» Page text
Smoke Signals

 



This was supposed to be a secret that I should carry to the grave, because in 5th grade, we promised each other to never mention to any soul whatever devilish thing we did.  But we were 10 then, so oh well. There goes my excuse.  I am pretty sure that nobody even remembers this anymore, might as well make fun of it.  

At the time, everything felt so illegal, more so, I felt I could be ex-communicated from the Catholic Church because we engaged in an activity that, to me, was demonic.  So demonic it compelled me to rush to confession and tell the priest that I engaged in some form of a taboo ritual, and he had all the right to flag me to death and command me to pray ten Our Fathers and ten Hail Mary’s while walking on my knees from the back of the church to the altar to cleanse me of my sins.    

The sin?  I participated in a “Spirit of the Glass” session.  Yep, you heard that right.  Spirit of the Glass.  We summoned the supernatural, which I am pretty sure was not an approved after school program.  In other countries, the Spirit of the Glass is the equivalent of the Ouija board.  And since I came from a third world nation, the board was an improvised construction paper that we wrote letters on using a Sharpie. 

I can’t remember how I got mixed up with this crowd because as far as I could remember, I was not friends with them. I may have heard one of them when they were concocting this idea and I may have intentionally planned to stay later that day so they forcibly and reluctantly invited me to the ritual.  Instead of having an eyewitness that would tell on our teachers, I may have lured them to get me involved in their Spirit Questing thus protecting their little secret.  That term Spirt Quest were still not a “thing” but we may have been the pioneers in our school.  We were questors and we were hunting for ghosts.    As to the legitimacy of it, I was not that certain.

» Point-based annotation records

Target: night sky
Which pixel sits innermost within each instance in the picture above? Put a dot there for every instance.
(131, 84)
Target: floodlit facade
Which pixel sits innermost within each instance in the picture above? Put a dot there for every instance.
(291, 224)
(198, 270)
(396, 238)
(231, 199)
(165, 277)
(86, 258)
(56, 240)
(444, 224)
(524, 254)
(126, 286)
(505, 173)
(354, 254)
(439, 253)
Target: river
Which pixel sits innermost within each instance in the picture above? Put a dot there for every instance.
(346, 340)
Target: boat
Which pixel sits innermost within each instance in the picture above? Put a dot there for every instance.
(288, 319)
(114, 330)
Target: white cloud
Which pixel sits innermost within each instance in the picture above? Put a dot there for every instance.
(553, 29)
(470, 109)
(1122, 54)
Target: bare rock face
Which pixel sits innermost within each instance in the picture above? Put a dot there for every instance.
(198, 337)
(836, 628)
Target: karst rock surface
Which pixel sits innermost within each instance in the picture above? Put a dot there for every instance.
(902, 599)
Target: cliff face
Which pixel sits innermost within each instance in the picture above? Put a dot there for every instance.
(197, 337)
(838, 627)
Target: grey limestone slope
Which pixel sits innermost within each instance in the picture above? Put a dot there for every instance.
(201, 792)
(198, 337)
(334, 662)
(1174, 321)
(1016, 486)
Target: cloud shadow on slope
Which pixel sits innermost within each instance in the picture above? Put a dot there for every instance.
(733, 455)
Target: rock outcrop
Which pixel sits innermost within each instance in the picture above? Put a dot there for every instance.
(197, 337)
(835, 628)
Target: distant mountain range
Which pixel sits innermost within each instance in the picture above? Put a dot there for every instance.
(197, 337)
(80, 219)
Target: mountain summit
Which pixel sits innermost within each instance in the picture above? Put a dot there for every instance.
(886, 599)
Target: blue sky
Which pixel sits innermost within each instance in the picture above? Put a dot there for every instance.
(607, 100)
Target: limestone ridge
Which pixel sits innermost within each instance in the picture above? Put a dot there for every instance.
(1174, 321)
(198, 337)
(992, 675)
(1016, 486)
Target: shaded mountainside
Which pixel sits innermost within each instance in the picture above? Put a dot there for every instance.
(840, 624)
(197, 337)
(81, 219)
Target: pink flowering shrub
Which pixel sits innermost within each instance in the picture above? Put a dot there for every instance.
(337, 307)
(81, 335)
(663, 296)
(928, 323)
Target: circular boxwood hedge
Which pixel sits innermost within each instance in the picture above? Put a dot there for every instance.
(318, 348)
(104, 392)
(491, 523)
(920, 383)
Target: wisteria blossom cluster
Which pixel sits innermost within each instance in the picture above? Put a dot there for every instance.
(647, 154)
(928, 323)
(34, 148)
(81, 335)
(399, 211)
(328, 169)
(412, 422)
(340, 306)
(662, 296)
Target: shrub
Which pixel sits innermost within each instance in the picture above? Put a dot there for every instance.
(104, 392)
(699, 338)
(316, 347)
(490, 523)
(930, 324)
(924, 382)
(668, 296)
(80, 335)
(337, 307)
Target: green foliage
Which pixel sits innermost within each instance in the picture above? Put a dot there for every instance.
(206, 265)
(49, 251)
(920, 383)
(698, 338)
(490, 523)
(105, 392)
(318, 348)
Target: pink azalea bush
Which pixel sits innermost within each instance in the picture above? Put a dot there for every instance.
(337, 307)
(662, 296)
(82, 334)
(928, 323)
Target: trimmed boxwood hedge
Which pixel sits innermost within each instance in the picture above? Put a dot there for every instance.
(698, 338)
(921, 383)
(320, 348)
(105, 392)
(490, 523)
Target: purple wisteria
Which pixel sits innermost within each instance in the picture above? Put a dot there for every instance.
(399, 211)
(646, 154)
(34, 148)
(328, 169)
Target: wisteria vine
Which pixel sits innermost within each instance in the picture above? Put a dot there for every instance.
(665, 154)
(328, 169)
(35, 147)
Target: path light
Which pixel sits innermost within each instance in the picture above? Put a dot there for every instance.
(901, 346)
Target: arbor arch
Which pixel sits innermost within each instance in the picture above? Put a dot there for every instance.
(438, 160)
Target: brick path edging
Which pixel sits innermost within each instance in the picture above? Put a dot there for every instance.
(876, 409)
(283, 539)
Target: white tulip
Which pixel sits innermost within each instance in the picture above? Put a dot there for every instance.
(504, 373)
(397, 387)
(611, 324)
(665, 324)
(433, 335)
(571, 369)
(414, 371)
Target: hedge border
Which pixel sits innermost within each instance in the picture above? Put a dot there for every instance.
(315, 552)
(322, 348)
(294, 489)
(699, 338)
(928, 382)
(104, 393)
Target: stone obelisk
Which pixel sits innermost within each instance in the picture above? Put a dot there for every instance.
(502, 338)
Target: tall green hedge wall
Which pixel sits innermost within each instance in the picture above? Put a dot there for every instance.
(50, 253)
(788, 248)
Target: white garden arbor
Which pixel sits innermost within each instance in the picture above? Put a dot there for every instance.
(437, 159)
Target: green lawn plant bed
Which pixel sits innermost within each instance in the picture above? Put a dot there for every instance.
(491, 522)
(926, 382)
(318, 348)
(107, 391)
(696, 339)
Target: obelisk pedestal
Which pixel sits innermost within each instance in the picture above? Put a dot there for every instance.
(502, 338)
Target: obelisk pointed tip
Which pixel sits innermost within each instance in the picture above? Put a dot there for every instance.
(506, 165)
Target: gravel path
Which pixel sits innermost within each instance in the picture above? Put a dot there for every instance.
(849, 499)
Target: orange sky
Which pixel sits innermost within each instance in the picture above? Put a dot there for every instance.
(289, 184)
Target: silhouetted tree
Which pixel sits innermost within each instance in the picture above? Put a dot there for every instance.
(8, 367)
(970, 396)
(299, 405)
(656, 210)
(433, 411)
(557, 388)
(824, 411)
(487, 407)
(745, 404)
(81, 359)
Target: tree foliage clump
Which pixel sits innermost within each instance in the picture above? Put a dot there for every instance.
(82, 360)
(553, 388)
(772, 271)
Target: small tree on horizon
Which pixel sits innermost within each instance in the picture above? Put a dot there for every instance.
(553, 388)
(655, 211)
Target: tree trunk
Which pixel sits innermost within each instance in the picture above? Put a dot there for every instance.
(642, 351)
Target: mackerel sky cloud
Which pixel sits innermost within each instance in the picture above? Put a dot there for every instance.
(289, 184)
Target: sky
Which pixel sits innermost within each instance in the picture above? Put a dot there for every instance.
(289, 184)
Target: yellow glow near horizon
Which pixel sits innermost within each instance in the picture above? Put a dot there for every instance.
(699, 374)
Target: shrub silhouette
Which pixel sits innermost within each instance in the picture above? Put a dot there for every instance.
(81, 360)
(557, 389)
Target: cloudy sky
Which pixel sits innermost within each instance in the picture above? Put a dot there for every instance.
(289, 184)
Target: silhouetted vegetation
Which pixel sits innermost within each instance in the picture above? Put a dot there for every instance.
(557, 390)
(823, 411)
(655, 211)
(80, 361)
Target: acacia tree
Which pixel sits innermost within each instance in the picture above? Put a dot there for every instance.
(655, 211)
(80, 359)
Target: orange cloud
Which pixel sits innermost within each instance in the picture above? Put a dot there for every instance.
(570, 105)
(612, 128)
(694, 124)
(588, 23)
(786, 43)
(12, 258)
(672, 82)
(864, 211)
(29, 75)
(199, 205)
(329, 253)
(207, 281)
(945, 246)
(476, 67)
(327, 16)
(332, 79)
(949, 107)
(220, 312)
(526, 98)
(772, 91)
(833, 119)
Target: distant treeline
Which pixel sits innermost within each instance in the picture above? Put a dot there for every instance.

» Task brief
Copy out the Smoke Signals essay word for word, from its title through its final sentence. None of the records is needed here.

» Output of the exercise
Smoke Signals

 



This was supposed to be a secret that I should carry to the grave, because in 5th grade, we promised each other to never mention to any soul whatever devilish thing we did.  But we were 10 then, so oh well. There goes my excuse.  I am pretty sure that nobody even remembers this anymore, might as well make fun of it.  

At the time, everything felt so illegal, more so, I felt I could be ex-communicated from the Catholic Church because we engaged in an activity that, to me, was demonic.  So demonic it compelled me to rush to confession and tell the priest that I engaged in some form of a taboo ritual, and he had all the right to flag me to death and command me to pray ten Our Fathers and ten Hail Mary’s while walking on my knees from the back of the church to the altar to cleanse me of my sins.    

The sin?  I participated in a “Spirit of the Glass” session.  Yep, you heard that right.  Spirit of the Glass.  We summoned the supernatural, which I am pretty sure was not an approved after school program.  In other countries, the Spirit of the Glass is the equivalent of the Ouija board.  And since I came from a third world nation, the board was an improvised construction paper that we wrote letters on using a Sharpie. 

I can’t remember how I got mixed up with this crowd because as far as I could remember, I was not friends with them. I may have heard one of them when they were concocting this idea and I may have intentionally planned to stay later that day so they forcibly and reluctantly invited me to the ritual.  Instead of having an eyewitness that would tell on our teachers, I may have lured them to get me involved in their Spirit Questing thus protecting their little secret.  That term Spirt Quest were still not a “thing” but we may have been the pioneers in our school.  We were questors and we were hunting for ghosts.    As to the legitimacy of it, I was not that certain.